→ **STATED PROBLEM**
Can you transcribe every record below exactly as it appears?
--- start of PROVIDED MATERIAL ---
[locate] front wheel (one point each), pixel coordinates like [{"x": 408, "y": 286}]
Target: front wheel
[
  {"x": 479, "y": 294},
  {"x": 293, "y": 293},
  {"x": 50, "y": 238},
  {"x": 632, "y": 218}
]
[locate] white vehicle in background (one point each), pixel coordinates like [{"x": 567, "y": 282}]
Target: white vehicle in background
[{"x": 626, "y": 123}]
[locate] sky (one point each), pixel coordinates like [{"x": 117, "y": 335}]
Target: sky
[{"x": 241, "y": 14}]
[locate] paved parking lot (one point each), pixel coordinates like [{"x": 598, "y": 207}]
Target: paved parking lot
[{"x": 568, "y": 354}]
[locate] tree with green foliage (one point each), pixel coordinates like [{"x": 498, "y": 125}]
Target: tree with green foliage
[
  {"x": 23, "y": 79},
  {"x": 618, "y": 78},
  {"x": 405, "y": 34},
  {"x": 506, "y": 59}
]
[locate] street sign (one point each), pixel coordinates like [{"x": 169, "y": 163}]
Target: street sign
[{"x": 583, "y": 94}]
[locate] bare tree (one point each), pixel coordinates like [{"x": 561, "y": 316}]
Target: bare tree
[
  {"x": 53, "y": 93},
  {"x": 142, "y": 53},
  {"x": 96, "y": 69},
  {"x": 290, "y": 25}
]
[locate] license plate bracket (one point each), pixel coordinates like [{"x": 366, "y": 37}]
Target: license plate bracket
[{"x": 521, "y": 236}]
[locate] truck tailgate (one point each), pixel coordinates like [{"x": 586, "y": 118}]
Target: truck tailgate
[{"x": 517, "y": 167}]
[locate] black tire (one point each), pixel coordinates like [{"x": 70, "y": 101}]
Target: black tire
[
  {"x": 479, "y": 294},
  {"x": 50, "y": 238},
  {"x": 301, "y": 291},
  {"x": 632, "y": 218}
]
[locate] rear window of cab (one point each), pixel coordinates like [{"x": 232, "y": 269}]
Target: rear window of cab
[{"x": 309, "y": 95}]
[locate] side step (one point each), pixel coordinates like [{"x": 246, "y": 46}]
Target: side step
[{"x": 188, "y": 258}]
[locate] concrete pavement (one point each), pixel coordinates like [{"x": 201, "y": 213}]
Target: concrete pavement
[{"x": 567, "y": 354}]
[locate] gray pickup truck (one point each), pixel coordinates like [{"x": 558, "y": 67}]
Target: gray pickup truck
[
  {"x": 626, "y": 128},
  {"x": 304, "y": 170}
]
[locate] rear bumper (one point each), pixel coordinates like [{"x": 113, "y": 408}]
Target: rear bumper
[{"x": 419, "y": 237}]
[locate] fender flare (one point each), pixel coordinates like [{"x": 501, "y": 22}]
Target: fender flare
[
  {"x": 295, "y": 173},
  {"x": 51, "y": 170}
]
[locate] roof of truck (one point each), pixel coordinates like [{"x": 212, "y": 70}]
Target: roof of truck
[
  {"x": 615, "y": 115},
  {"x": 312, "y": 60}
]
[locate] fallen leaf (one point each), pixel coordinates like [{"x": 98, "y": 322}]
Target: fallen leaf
--- end of PROVIDED MATERIAL ---
→ **WRITTEN RESPONSE**
[locate] front wheel (one point each), pixel coordinates like [{"x": 408, "y": 286}]
Target: front wheel
[
  {"x": 479, "y": 294},
  {"x": 293, "y": 293},
  {"x": 50, "y": 238},
  {"x": 632, "y": 218}
]
[locate] white vehicle in background (one point each), pixel coordinates like [{"x": 567, "y": 282}]
Target: white vehicle in background
[{"x": 626, "y": 123}]
[locate] sky (one point each), pixel coordinates like [{"x": 117, "y": 335}]
Target: sky
[{"x": 241, "y": 14}]
[locate] paved parking lot (one point each), pixel coordinates like [{"x": 598, "y": 207}]
Target: paved parking lot
[{"x": 568, "y": 354}]
[locate] tree with green foliage (one point each), pixel coordinates like [{"x": 498, "y": 125}]
Target: tree with green foliage
[
  {"x": 23, "y": 79},
  {"x": 618, "y": 78},
  {"x": 405, "y": 34},
  {"x": 506, "y": 59}
]
[locate] street sign (one point each), pixel coordinates like [{"x": 169, "y": 163}]
Target: street sign
[{"x": 583, "y": 94}]
[locate] bare tree (one point each), pixel coordinates like [{"x": 561, "y": 316}]
Target: bare tree
[
  {"x": 53, "y": 93},
  {"x": 142, "y": 53},
  {"x": 96, "y": 69},
  {"x": 290, "y": 25}
]
[locate] license plate bracket (one point each), pixel coordinates like [{"x": 366, "y": 37}]
Target: license plate bracket
[{"x": 521, "y": 236}]
[locate] truck tailgate (one point each), pixel coordinates like [{"x": 586, "y": 118}]
Target: truck tailgate
[{"x": 517, "y": 167}]
[locate] black tire (one point each), pixel coordinates like [{"x": 70, "y": 101}]
Target: black tire
[
  {"x": 479, "y": 294},
  {"x": 50, "y": 238},
  {"x": 301, "y": 291},
  {"x": 632, "y": 218}
]
[locate] rear window of cab (one point each), pixel coordinates like [{"x": 232, "y": 269}]
Target: rear window of cab
[{"x": 309, "y": 95}]
[locate] side step (one point each), pixel coordinates like [{"x": 246, "y": 46}]
Target: side step
[{"x": 188, "y": 258}]
[locate] concrete pavement (one point each), pixel coordinates like [{"x": 201, "y": 213}]
Target: concrete pavement
[{"x": 567, "y": 354}]
[locate] gray pickup truck (one point each), pixel coordinates like [{"x": 558, "y": 67}]
Target: gray pickup truck
[
  {"x": 626, "y": 128},
  {"x": 304, "y": 170}
]
[locate] rear bumper (one point each), pixel coordinates like [{"x": 113, "y": 408}]
Target: rear bumper
[{"x": 419, "y": 237}]
[locate] fender flare (one point each), pixel coordinates like [{"x": 501, "y": 22}]
Target: fender flare
[
  {"x": 295, "y": 173},
  {"x": 51, "y": 170}
]
[locate] roof of truck (one point each), pixel coordinates like [{"x": 212, "y": 70}]
Target: roof of truck
[
  {"x": 615, "y": 115},
  {"x": 312, "y": 60}
]
[locate] fallen leaf (one point each), pixel coordinates like [{"x": 98, "y": 322}]
Target: fallen leaf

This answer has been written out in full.